Directions for this task: Copy only this range: the line with "Check that every instance of the colored" through the final line of the material, inclusive at both ends.
════════
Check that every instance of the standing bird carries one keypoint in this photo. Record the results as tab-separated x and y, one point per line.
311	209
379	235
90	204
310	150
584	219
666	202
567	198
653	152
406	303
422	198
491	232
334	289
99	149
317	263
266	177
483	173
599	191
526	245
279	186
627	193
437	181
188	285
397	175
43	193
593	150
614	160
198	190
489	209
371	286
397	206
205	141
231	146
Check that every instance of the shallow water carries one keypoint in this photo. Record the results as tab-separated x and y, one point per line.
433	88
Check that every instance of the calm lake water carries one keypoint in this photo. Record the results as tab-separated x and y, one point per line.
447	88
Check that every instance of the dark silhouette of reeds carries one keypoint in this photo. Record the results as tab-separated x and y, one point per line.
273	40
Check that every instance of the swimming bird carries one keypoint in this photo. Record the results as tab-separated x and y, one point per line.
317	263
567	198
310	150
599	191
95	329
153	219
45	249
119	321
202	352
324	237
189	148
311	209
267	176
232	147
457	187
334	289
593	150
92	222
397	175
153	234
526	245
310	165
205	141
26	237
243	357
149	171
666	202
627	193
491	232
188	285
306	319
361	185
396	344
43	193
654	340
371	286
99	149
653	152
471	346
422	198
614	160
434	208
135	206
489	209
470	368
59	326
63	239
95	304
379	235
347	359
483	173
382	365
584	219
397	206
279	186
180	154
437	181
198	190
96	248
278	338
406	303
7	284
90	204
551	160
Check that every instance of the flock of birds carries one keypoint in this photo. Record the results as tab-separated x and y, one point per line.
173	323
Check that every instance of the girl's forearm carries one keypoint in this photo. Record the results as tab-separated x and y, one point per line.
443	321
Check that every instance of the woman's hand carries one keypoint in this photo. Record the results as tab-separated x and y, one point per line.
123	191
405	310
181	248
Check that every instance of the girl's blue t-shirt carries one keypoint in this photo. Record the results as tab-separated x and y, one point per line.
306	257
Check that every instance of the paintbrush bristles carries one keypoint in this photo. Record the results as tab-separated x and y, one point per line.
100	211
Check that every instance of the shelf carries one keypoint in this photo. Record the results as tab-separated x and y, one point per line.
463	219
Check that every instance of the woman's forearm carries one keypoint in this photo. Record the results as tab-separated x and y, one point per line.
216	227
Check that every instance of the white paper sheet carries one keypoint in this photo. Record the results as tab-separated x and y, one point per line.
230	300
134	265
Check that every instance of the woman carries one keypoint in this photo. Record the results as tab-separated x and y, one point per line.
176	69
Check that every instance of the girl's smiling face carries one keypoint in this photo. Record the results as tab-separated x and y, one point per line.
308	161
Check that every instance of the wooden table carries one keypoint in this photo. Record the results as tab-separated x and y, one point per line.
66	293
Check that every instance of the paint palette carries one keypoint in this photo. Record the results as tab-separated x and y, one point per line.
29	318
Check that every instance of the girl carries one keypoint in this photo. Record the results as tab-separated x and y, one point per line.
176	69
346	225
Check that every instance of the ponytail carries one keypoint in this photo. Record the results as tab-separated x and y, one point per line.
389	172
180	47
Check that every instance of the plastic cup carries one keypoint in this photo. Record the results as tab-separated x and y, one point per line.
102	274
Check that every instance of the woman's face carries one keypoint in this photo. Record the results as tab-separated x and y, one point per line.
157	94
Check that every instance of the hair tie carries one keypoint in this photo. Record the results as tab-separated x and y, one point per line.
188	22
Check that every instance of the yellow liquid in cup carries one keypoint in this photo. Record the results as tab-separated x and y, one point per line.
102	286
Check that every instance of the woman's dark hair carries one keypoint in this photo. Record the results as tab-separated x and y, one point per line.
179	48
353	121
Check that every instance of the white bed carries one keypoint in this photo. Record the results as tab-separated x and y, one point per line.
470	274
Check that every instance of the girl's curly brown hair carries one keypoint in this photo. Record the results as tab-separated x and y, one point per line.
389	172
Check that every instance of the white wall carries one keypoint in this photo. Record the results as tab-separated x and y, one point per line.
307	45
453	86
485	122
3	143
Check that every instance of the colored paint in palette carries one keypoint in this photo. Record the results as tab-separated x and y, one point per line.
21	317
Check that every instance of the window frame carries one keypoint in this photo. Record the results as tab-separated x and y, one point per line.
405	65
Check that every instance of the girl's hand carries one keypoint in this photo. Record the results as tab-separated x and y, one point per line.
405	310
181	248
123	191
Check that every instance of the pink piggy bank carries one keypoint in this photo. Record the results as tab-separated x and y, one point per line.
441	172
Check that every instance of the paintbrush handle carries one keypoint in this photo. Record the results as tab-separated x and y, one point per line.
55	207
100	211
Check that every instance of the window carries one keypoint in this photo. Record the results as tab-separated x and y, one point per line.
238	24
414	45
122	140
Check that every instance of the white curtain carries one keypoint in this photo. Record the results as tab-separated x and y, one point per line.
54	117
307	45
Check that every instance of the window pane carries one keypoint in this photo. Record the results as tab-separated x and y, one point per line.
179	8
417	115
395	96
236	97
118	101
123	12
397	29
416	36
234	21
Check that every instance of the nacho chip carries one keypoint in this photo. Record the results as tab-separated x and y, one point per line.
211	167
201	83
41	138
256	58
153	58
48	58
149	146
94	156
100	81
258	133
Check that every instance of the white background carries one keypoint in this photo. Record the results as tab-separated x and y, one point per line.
════════
Result below:
Check that every instance of the colored paint in palette carries one keypoint in this photo. Record the results as tab-separated x and y, one point per line.
21	317
Check that every instance of the window frame carries one keypoint in this photo. Record the results as tab-separated x and y, one point per line.
405	65
Check that every instance of the girl's hand carries one keypoint in this photo. Record the results as tab-separated x and y, one point per line.
405	310
181	248
123	191
Check that every instance of the pink piggy bank carries one keypoint in this photo. Record the results as tab-separated x and y, one point per line.
441	172
Check that every instance of the paintbrush handle carries one keypoint in this photo. Record the results as tab-separated x and y, one point per line.
55	207
100	211
Check that every instance of the window carries one keypoint in this photo. Record the results as tab-separated x and y, one point per line.
238	24
414	45
122	140
Check that every instance of the white curtain carries one keypoint in this photo. Record the results as tab-separated x and y, one point per line.
54	117
307	45
Check that every instance of the window pane carries one keypoint in this photo. Record the results as tab-separated x and y, one point per line.
179	8
417	115
395	96
236	97
118	101
123	12
397	29
416	36
234	21
Check that every instance of the nacho chip carries one keypoint in this photo. Record the results as tab-separated x and y, one point per line.
211	167
201	83
41	138
256	58
153	58
48	58
149	146
94	156
100	81
258	133
Check that every instance of the white background carries one keypoint in this photo. Record the results as tab-separated x and y, one point per line.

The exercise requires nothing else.